● Instruções:
a - No texto sobre preços de transferência, qual lei introduziu essas regras no ordenamento jurídico brasileiro?
b - Prossiga o texto sobre preços de transferência a partir da última frase apresentada.

Doutorando pela FDUSP. Associado de Lacaz Martins, Pereira Neto, Gurevich & Schoueri Advogados.

Introdução

As regras de preços de transferência foram introduzidas, no ordenamento jurídico brasileiro, por meio da Lei nº 9.430/96. Quase 15 anos após a entrada em vigor desse importante grupo de regras tributárias, dúvidas relevantes acerca de sua correta aplicação permanecem sem solução.

Uma dessas controvérsias relaciona-se à consideração dos valores atinentes a frete, seguro, e tributos, no preço-praticado, para fins de aplicação do método do Preço de Revenda menos Lucro (PRL).

Defendem, de um lado, as autoridades fiscais, que tais valores devem integrar o preço do produto importado sujeito ao controle de preços de transferência. Por seu turno, os contribuintes sustentam que aqueles devem ser neutros, no contexto da aplicação do citado controle, e, portanto, devem ser excluídos do preço-praticado.

 O tema possui importância prática: o método PRL é o mais comumente aplicado, pelas empresas, e pelo próprio Fisco, para o controle dos preços de transferência em importações, uma vez que é o único método que pode ser eficazmente utilizado sem a necessidade de se obter quaisquer informações ou documentos perante terceiros. Nesse contexto, a inclusão dos montantes de frete, seguro, e tributos, no preço-praticado, pode aumentar, em equivalente extensão, o ajuste aferido por meio da aplicação desse método. Diversamente, a exclusão, dos referidos valores poderia diminuir o ajuste eventualmente apurado. Não raramente, a adoção de um ou outro ponto de vista será determinante para saber de há, ou não, ajuste a ser efetuado.

O presente artigo tem por objetivo analisar os principais argumentos manejados pelas partes desse debate, para, ao final, apresentar uma proposta para a solução técnica da controvérsia.

Noções Fundamentais: Preço-Praticado e Preço-Parâmetro

 Os artigos 18 e seguintes da Lei nº 9.430/96 dedicam-se ao controle de preços de transferência. Entende-se por preço de transferência o preço atribuído a produtos em operações de importação e exportação praticadas por partes que guardem, entre si, algum tipo de vinculação, de natureza societária ou econômica (cf. artigo 23 da Lei nº 9.430/96).

Trocando em miúdos, o legislador, inspirado pela prática internacional, buscou instituir regras que permitissem a correta alocação de lucros nas operações entre partes vinculadas, as quais, nem sempre se pautam por valores de mercado.  A disciplina de preços de transferência tem como pilar a idéia de que, ainda que vinculadas, as partes devem estabelecer as condições comerciais de suas operações como se independentes fossem, isto é, segundo preços de mercado. Eis a essência do que a Doutrina intitula princípio arm’s length.

● Material selecionado:
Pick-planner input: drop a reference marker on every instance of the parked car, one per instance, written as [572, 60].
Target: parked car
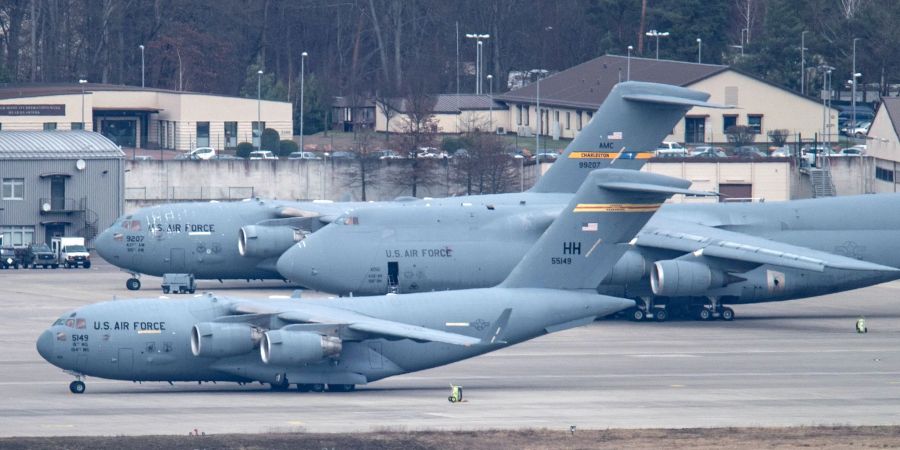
[262, 154]
[304, 155]
[39, 255]
[9, 258]
[748, 152]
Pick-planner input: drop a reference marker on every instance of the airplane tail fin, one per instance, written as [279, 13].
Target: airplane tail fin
[590, 235]
[634, 118]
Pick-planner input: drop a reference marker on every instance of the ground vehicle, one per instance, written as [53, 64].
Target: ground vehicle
[8, 258]
[748, 152]
[180, 283]
[262, 154]
[39, 255]
[71, 252]
[202, 153]
[670, 150]
[304, 155]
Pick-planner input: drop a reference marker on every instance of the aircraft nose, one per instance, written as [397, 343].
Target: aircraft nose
[45, 345]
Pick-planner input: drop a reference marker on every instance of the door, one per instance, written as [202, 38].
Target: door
[125, 361]
[177, 260]
[694, 130]
[393, 275]
[53, 230]
[57, 193]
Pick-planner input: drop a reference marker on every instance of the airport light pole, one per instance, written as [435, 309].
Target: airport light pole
[628, 64]
[82, 82]
[657, 35]
[142, 64]
[302, 82]
[478, 52]
[803, 62]
[853, 89]
[259, 106]
[491, 111]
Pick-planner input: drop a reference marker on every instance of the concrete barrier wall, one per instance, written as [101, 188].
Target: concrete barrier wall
[162, 181]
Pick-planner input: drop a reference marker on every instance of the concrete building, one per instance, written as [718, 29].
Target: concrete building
[452, 114]
[883, 145]
[58, 183]
[135, 117]
[569, 98]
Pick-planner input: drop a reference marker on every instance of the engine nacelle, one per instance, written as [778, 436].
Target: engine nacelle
[267, 241]
[218, 340]
[675, 278]
[289, 348]
[631, 268]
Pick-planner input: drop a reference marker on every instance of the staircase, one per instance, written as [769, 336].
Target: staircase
[821, 183]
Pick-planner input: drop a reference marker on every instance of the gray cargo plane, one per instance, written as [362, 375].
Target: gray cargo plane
[244, 240]
[690, 257]
[341, 343]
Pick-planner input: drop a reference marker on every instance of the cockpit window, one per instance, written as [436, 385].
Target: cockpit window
[347, 219]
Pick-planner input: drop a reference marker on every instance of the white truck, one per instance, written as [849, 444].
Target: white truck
[71, 252]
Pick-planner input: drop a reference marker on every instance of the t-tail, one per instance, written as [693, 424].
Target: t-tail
[631, 122]
[590, 235]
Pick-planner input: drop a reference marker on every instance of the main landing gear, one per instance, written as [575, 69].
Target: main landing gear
[714, 310]
[133, 283]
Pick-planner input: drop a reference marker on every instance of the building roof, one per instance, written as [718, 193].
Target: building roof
[587, 84]
[57, 145]
[892, 106]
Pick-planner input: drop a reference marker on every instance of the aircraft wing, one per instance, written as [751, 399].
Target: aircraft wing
[310, 313]
[713, 242]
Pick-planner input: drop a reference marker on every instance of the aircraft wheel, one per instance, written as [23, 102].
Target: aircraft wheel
[133, 284]
[77, 387]
[704, 314]
[661, 315]
[637, 315]
[727, 313]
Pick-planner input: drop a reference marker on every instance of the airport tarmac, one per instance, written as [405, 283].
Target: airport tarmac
[780, 364]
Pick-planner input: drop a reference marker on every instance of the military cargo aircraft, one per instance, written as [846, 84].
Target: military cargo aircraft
[690, 258]
[244, 240]
[341, 343]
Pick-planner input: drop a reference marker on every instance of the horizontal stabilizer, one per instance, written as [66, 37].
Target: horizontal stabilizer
[670, 100]
[653, 188]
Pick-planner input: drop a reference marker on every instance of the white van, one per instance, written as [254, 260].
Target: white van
[262, 154]
[203, 153]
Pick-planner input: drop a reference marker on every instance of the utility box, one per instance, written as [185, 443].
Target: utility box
[178, 283]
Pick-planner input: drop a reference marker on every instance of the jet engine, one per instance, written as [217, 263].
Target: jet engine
[288, 348]
[631, 268]
[675, 278]
[267, 241]
[218, 340]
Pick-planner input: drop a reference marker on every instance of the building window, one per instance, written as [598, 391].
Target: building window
[230, 134]
[728, 121]
[202, 134]
[17, 236]
[884, 174]
[754, 121]
[13, 189]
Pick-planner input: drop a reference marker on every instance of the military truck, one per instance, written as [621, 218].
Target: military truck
[71, 252]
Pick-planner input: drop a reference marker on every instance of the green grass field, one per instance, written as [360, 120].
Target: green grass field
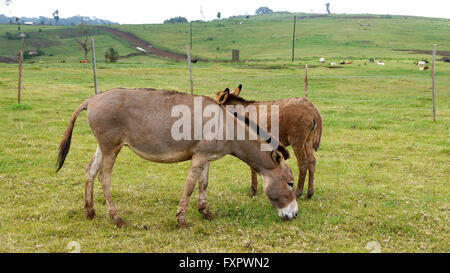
[383, 167]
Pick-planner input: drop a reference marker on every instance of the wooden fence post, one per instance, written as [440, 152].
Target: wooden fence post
[19, 87]
[190, 69]
[306, 80]
[94, 66]
[433, 80]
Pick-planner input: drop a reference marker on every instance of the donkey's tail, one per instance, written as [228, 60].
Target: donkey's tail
[317, 131]
[65, 142]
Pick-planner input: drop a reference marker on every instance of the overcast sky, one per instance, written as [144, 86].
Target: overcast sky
[150, 11]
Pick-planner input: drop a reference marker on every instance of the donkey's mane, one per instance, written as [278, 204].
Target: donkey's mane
[261, 132]
[240, 99]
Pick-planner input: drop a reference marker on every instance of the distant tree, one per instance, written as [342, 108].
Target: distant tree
[178, 19]
[263, 10]
[56, 16]
[83, 29]
[112, 55]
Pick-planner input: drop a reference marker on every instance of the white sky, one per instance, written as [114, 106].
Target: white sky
[156, 11]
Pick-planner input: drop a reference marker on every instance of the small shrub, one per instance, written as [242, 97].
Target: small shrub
[112, 55]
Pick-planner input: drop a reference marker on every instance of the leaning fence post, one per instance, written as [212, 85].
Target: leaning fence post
[433, 80]
[190, 69]
[306, 80]
[94, 65]
[19, 87]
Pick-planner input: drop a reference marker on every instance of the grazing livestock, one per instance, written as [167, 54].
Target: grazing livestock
[144, 120]
[300, 125]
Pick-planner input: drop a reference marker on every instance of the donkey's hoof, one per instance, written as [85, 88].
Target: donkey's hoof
[182, 224]
[90, 214]
[120, 223]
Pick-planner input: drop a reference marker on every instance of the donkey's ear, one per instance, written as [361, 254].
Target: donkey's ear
[222, 97]
[277, 156]
[237, 90]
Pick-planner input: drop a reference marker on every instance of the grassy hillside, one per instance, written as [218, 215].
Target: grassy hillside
[269, 37]
[263, 38]
[58, 43]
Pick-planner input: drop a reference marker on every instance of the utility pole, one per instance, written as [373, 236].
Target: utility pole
[293, 39]
[190, 25]
[94, 66]
[19, 87]
[190, 69]
[434, 86]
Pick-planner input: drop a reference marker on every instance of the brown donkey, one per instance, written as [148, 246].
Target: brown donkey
[144, 119]
[300, 125]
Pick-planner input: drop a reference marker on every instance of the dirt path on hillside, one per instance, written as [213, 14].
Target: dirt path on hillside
[137, 42]
[8, 60]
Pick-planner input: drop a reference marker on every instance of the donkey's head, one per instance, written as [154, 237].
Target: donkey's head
[230, 97]
[278, 185]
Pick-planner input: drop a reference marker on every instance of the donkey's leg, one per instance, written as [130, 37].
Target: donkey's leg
[311, 169]
[202, 185]
[91, 172]
[197, 166]
[302, 163]
[105, 179]
[254, 186]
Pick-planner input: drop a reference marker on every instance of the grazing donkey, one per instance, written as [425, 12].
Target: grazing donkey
[300, 125]
[144, 119]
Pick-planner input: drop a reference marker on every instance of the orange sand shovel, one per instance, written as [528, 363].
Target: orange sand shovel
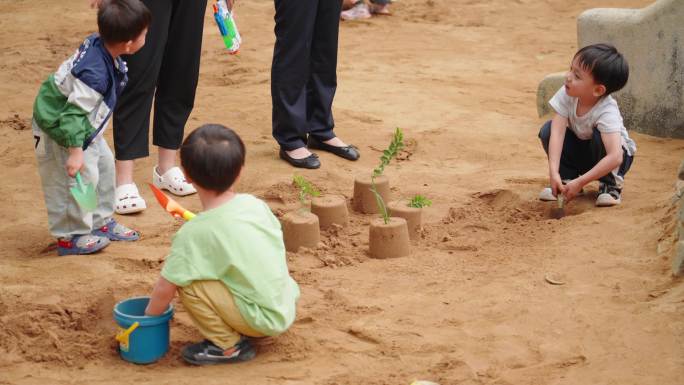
[170, 205]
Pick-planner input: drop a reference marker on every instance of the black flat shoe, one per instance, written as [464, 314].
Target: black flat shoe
[347, 152]
[310, 161]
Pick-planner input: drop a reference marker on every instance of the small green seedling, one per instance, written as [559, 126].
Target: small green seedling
[306, 189]
[419, 201]
[391, 152]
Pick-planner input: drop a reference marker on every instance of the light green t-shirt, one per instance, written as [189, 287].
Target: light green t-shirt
[239, 243]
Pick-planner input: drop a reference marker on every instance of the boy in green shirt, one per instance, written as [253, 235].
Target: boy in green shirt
[228, 263]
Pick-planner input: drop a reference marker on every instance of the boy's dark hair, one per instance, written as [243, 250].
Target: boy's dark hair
[212, 156]
[606, 65]
[122, 20]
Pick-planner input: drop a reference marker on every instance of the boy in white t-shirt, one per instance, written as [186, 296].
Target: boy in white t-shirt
[586, 139]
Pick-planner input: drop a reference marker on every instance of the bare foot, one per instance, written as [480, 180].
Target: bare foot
[299, 153]
[337, 142]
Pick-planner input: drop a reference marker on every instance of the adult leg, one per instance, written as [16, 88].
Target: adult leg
[178, 76]
[295, 21]
[322, 80]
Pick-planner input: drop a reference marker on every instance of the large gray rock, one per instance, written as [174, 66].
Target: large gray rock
[652, 40]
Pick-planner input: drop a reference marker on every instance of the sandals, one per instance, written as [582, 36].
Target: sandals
[116, 232]
[81, 244]
[173, 181]
[128, 199]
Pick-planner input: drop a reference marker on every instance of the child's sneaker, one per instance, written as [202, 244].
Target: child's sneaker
[608, 196]
[116, 232]
[81, 244]
[357, 12]
[207, 353]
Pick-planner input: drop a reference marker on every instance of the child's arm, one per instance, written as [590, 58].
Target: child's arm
[612, 142]
[162, 294]
[558, 126]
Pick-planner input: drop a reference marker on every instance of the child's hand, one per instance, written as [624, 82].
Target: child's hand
[572, 189]
[74, 161]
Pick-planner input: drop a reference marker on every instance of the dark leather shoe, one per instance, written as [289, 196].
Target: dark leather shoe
[348, 152]
[310, 161]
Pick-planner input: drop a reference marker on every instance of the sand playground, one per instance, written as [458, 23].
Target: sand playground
[469, 305]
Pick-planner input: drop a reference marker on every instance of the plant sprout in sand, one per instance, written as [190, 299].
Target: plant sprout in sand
[419, 201]
[391, 152]
[306, 189]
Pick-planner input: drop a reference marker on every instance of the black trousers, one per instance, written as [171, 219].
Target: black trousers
[579, 156]
[166, 69]
[304, 70]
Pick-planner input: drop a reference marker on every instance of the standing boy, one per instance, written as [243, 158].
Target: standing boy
[71, 110]
[586, 140]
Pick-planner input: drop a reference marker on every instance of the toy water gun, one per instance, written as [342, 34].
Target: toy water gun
[170, 205]
[227, 27]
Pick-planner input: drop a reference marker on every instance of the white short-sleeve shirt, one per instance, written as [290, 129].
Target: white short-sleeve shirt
[605, 116]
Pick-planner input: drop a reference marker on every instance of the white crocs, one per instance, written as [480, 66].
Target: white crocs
[173, 181]
[128, 199]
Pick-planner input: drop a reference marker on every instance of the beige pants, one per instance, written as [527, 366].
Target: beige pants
[213, 310]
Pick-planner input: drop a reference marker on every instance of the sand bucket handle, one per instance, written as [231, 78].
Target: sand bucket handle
[123, 335]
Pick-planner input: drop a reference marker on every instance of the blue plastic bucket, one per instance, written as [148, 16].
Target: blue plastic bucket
[147, 341]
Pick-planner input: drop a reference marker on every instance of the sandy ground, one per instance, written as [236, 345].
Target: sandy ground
[469, 306]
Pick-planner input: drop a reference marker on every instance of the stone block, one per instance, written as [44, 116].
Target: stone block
[652, 40]
[547, 88]
[679, 189]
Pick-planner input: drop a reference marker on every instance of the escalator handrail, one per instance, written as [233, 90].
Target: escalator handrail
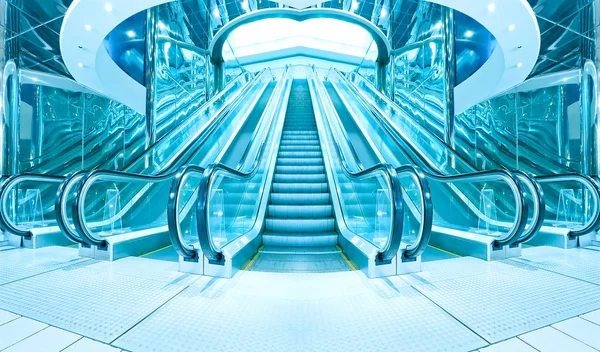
[510, 178]
[60, 205]
[208, 174]
[586, 181]
[7, 223]
[5, 220]
[390, 250]
[592, 185]
[539, 207]
[87, 180]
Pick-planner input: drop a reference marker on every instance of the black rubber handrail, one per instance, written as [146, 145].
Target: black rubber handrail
[213, 254]
[510, 178]
[86, 181]
[392, 246]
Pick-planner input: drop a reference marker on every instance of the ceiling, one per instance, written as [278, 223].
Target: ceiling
[566, 26]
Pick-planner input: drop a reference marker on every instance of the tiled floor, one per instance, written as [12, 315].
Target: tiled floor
[547, 300]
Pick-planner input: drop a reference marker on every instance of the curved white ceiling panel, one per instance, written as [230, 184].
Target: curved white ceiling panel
[513, 24]
[86, 24]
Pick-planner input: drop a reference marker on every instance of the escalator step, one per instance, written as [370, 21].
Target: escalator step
[300, 198]
[300, 187]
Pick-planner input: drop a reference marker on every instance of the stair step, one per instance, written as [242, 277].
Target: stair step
[300, 225]
[300, 154]
[300, 240]
[293, 169]
[299, 198]
[294, 148]
[300, 250]
[300, 211]
[299, 187]
[299, 161]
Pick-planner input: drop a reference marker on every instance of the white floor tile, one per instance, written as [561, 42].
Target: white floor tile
[87, 345]
[512, 345]
[17, 330]
[594, 317]
[50, 339]
[5, 317]
[582, 330]
[549, 339]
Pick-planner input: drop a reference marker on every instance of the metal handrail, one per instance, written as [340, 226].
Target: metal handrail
[591, 185]
[208, 174]
[531, 181]
[511, 179]
[390, 250]
[539, 207]
[86, 181]
[5, 220]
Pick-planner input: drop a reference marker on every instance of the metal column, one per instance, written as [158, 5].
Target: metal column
[450, 73]
[150, 62]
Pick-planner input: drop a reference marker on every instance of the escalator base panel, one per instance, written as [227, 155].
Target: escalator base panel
[327, 261]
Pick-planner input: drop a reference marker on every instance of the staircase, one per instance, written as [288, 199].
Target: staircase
[300, 215]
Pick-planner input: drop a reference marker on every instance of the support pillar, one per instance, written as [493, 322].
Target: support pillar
[449, 73]
[380, 77]
[150, 62]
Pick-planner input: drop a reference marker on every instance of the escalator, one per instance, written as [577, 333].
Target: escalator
[29, 193]
[300, 228]
[554, 187]
[319, 202]
[482, 214]
[118, 214]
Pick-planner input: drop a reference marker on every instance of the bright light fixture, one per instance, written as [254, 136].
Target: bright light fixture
[245, 5]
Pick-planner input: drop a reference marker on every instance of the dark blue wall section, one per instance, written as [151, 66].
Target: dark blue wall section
[126, 45]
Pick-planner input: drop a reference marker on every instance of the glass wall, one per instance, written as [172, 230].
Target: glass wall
[64, 130]
[534, 130]
[419, 75]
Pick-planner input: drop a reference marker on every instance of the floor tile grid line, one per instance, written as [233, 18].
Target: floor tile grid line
[154, 311]
[85, 260]
[26, 337]
[532, 264]
[483, 273]
[573, 337]
[586, 319]
[17, 317]
[445, 311]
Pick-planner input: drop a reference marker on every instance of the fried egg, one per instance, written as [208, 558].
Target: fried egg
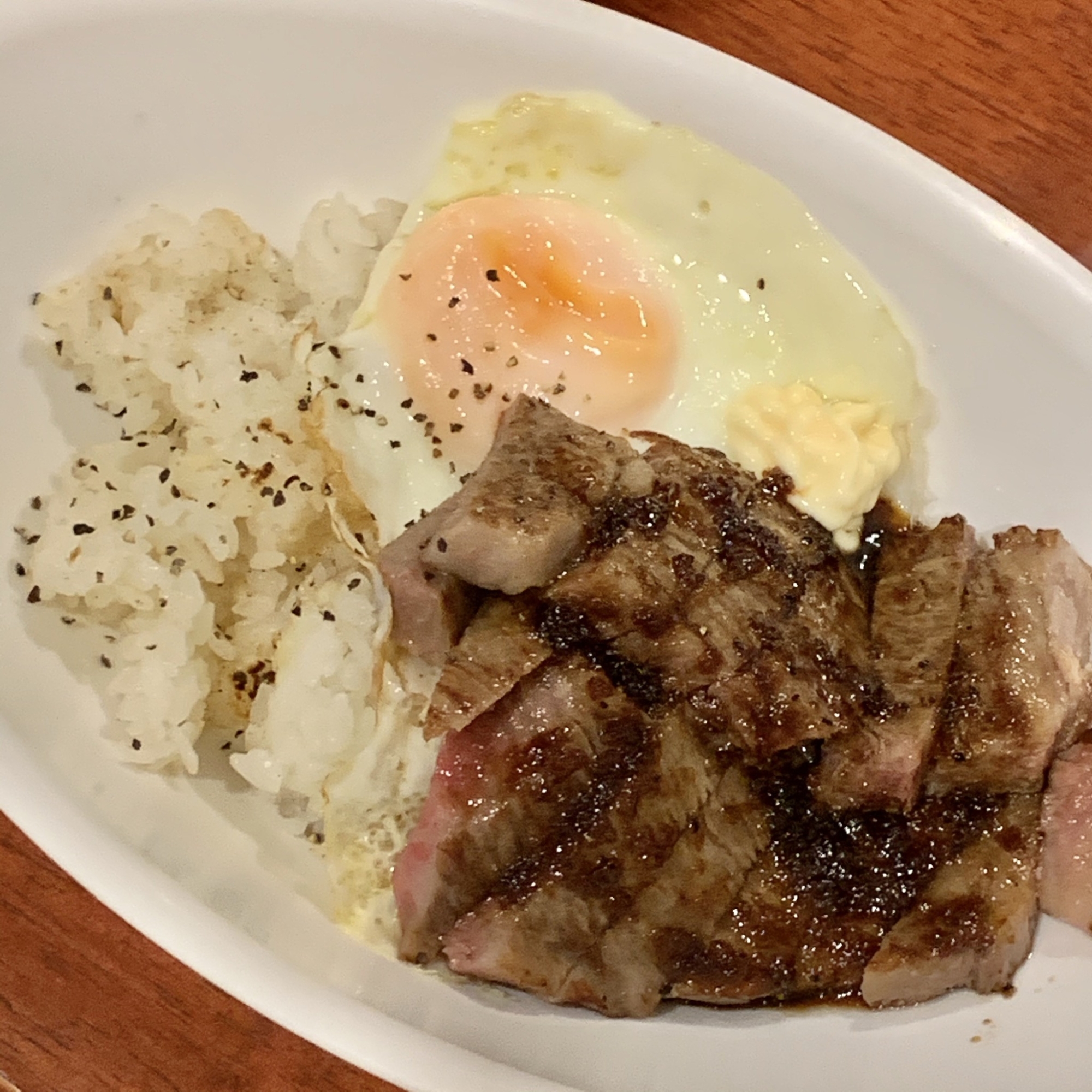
[628, 272]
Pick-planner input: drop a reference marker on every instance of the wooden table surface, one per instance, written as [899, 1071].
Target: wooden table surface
[1000, 91]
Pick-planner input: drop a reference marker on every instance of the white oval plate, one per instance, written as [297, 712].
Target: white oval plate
[264, 108]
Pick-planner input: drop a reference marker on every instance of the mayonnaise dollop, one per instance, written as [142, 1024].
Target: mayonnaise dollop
[839, 454]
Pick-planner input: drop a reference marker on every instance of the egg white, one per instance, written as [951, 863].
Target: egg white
[763, 295]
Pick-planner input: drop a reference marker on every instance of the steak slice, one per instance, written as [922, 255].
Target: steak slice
[1019, 685]
[814, 910]
[498, 790]
[1066, 873]
[921, 574]
[527, 511]
[975, 924]
[728, 598]
[431, 609]
[498, 648]
[661, 840]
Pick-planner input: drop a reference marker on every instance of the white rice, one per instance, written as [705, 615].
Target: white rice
[213, 550]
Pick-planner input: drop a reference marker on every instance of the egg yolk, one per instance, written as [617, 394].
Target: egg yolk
[500, 295]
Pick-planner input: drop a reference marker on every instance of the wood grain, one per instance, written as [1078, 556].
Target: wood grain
[996, 90]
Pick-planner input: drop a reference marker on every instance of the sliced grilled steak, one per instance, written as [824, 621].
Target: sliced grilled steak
[498, 790]
[1066, 873]
[498, 648]
[729, 599]
[687, 761]
[814, 910]
[565, 921]
[527, 511]
[1019, 685]
[917, 603]
[431, 609]
[975, 923]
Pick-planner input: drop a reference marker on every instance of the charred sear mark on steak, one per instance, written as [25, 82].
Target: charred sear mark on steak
[692, 752]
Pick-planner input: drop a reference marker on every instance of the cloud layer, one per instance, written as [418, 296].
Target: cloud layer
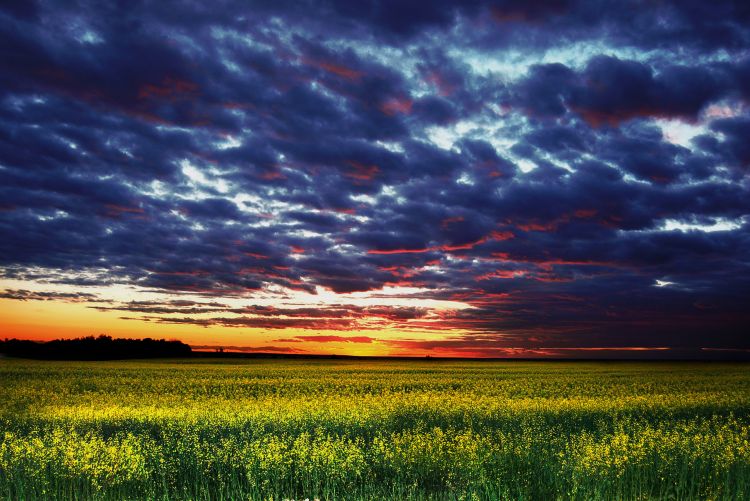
[576, 172]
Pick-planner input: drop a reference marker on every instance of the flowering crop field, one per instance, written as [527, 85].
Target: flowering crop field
[344, 429]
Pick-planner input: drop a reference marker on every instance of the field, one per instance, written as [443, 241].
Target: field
[296, 429]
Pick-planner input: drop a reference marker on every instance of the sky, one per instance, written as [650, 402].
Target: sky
[478, 178]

● Respostas esperadas:
a - A Lei nº 9.430/96.

b -
Na prática, o controle de preços de transferência opera-se mediante a comparação de duas grandezas: de um lado, o preço-praticado; do outro, o preço-parâmetro. Quando o preço-praticado em uma importação é maior que o preço-parâmetro, ou quando o preço-praticado em uma exportação é menor que o preço-parâmetro, surge a necessidade de se realizar um “ajuste”, ou seja, uma adição ao lucro real. Esse ajuste reflete, no caso de importações, a indedutibilidade da parcela do preço-praticado que supera o preço-parâmetro; no que tange às exportações, aquele decorre do arbitramento da receita destas, quando o preço-parâmetro supera o preço-praticado.

O preço-praticado é o preço da importação (constante, como aponta o caput do artigo 18 da Lei nº 9.430/96, dos documentos de importação), ou o preço da exportação (correspondente, nos termos do artigo 19 da Lei nº 9.430/96, às receitas auferidas em operações dessa espécie).

O preço-parâmetro, por sua vez, é o instrumento do controle de preços de transferência, e se define mediante a aplicação de um dos métodos previstos na legislação. Para as importações, são 3 os métodos previstos (artigo 18 da Lei nº 9.430/96): método dos Preços Independentes Comparados (PIC), método do Custo de Produção mais Lucro (CPL), e método do Preço de Revenda menos Lucro (PRL). No campo das exportações, são 4 os métodos contemplados pelo legislador (artigo 19 da Lei nº 9.430/96): método do Preço de Venda nas Exportações (PVEx), método do Preço de Venda por Atacado no País de Destino, Diminuído do Lucro (PVA), método do Preço de Venda a Varejo no País de Destino, Diminuído do Lucro (PVV), e Método do Custo de Aquisição ou de Produção mais Tributos e Lucro (CAP).

A Origem da Discórdia

 Reza o artigo 18, § 6º, da Lei nº 9.430/96:

 “§ 6º Integram o custo, para efeito de dedutibilidade, o valor do frete e do seguro, cujo ônus tenha sido do importador e os tributos incidentes na importação”.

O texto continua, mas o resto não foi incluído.